** START OF Source passage **
The New Statesman Essay - Meet Blair, the libertarian socialist

Peter Hain reconnects the PM to Levellers, syndicalists and other very old leftists

Because his real audience is the television viewer and the tabloid reader, Tony Blair makes few, if any, concessions to the traditional discourse of the labour movement. But I believe that his Third Way can be seen as a modern extension of the "libertarian socialist" tradition. It is a tradition that goes back to the origins of socialism but, to the left's great historic disadvantage, it lost out to something very different.

This was the statist, or top-down, vision of socialism; it was shared by Marxist-Leninists at the revolutionary end of the spectrum and social democrats at the reformist end. The state, in this view, would bring about change - dictatorially, according to the revolutionaries; bureaucratically, according to the reformists. Such centralism left little or no scope for individual empowerment and local control; on the contrary, the state socialists saw these as obstacles to the grand design of a better society and its noble ideal of equality.

Libertarian socialism, by contrast, emphasises decentralisation, democracy and popular sovereignty and it refuses to accept that collectivism means subjugating individual liberty. Its pedigree goes back to the English civil war and to the Levellers, the Agitators and the Diggers, the radical activists of that era, who argued for the abolition of the House of Lords, the democratic reform of the judiciary and the army, workplace democracy and common ownership. Such ideas were later taken up by the early trade unions, the co-operatives and the friendly societies - examples of working people combining collectively from the bottom upwards. In the period just before the first world war, syndicalist ideas, emphasising direct action and industrial democracy, were widespread in the trade union movement.

In 1917 G D H Cole observed that the greatest evil in society was not poverty, but slavery. In other words, powerlessness is the overriding issue for socialism. Neither equality nor freedom can be achieved without empowerment. Paternal government, however well-intentioned, is insufficient because it breeds dependence.

Yet from the first world war onwards, the movement was towards state control and state ownership. Even the municipal socialism of Bernard Shaw and the young Sidney Webb became suspect. As far as both the Labour and Conservative parties were concerned, local authorities, instead of being autonomous agencies for "bottom-up" democracy, were conduits through which the state dispensed services efficiently. By 1942, the political scientist Joseph Schumpeter could write: "What may be termed centralist socialism seems to me to hold the field so clearly that it would be a waste of space to consider other forms."
** END OF Source passage **
** START OF Items **
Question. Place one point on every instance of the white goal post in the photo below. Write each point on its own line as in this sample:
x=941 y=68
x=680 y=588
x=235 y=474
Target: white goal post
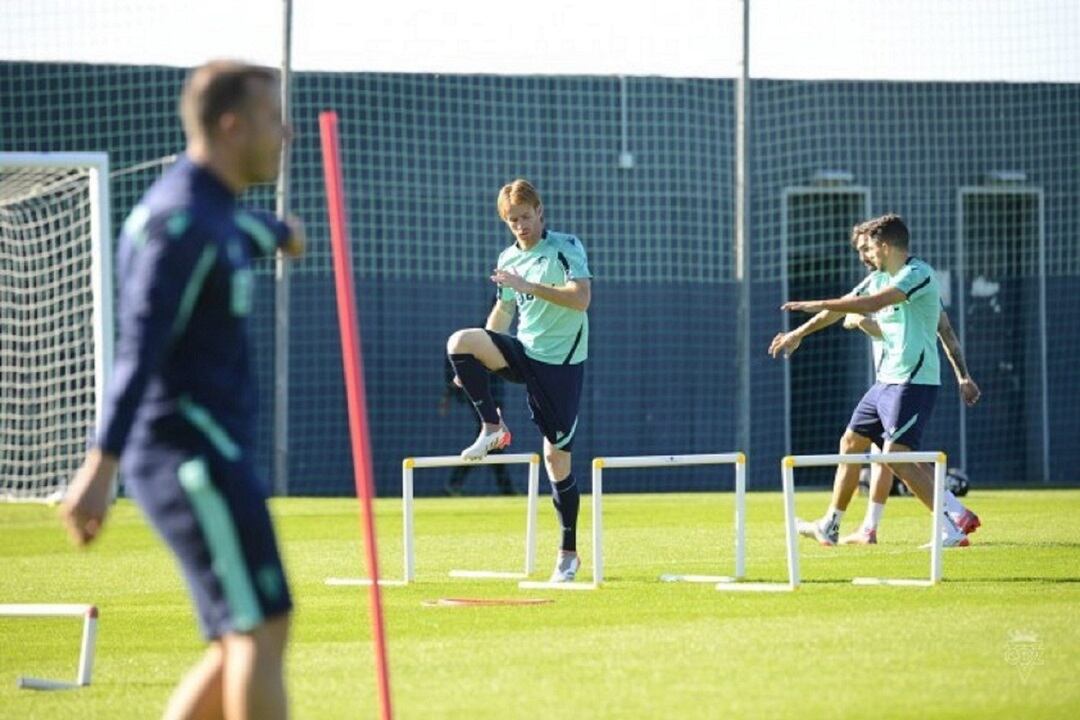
** END OF Items **
§ **Task requirements**
**1.** Answer these questions using the essay on Blair and libertarian socialism, one answer per line, marked the same way.
(a) According to the essay, who is Tony Blair's real audience?
(b) What did G D H Cole observe in 1917 was the greatest evil in society?
(c) In what year could Joseph Schumpeter write that centralist socialism held the field?
**2.** According to the essay on Blair and libertarian socialism, what reforms did the radical activists of the English civil war argue for? List all of them.
**3.** Proceed with the essay on Blair and libertarian socialism, continuing on from its last sentence.

§ **Answers to each task**
**1.**
(a) The television viewer and the tabloid reader.
(b) Slavery, not poverty.
(c) 1942.

**2.**
- The abolition of the House of Lords
- The democratic reform of the judiciary and the army
- Workplace democracy
- Common ownership

**3.**
Not until the 1960s did the "new left" revive libertarian socialist ideas. At the same time, amid growing British trade union militancy, and especially shop steward power, we also saw a revival of interest in workers' control. Feminism offered a further challenge to male-dominated centralised control. And in the 1970s municipal socialism came back, absorbing many of the "extra- parliamentary activists" who were children of the new left.

The Labour left, however, lost its way in the 1980s and a recovery of the broader libertarian socialist tradition is now imperative. Today's libertarian socialists believe that, without decentralisation of power, it becomes impossible to achieve either individual liberty or greater equality. If we are to have economic justice and a broadly egalitarian society, each citizen must be empowered - at work, in the home, in the neighbourhood and as a consumer. The British system offers only a limited form of democracy; the libertarian socialist wants a "participatory democracy" in which there is the greatest possible involvement of citizens. Similarly, in the Third Way devolution of power stems from a pluralist conception of democracy. Unless democratic power is dispersed, socialism cannot take root.

Libertarian socialists, in contrast to classical liberals, want not just participatory government but also a participatory economy and a participatory society. In this respect, the focus on the state was actually counterproductive. When you have centralised public provision (whether under capitalism or communism), people's obligations to the state increase and they lose their obligations to their neighbours. They become clients of the state, rather than autonomous citizens, passive recipients rather than active co-operators. That is why we have run-down, untidy council estates, with urine-ridden lifts, graffiti and disputatious neighbours.

High-quality public provision remains a priority for socialism. But it should complement rather than replace individual autonomy. That is why the government wants a welfare culture that is based not on dependency but on empowerment, and that is the thinking behind the New Deal and the working families tax credit.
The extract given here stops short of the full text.